| Set task |
Write out all of the records below without any changes, leaving out the pictures.

Records from a pointing dataset:
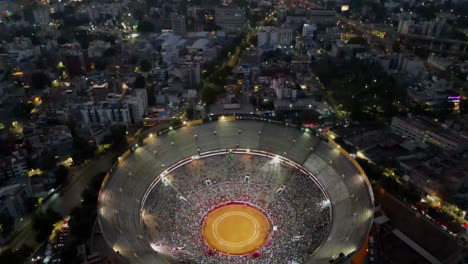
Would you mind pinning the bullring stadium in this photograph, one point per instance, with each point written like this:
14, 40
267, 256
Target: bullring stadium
231, 190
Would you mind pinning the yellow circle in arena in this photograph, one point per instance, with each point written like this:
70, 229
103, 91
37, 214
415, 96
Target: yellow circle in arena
236, 229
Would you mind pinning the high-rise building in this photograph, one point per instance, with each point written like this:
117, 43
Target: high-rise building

| Solved exercise |
Would you mind pinning the bullring stadium in this photograph, one point per instance, with each point written like this:
14, 40
267, 256
Target: bullring stadium
231, 190
Would you mind pinning the yellow circle in arena in this photograph, one point per instance, with each point written like this:
70, 229
103, 91
37, 214
415, 96
Target: yellow circle in arena
236, 229
Would you mind pinning the high-rise building in this photograph, one point per instance, with each point written like this:
117, 43
Target: high-rise building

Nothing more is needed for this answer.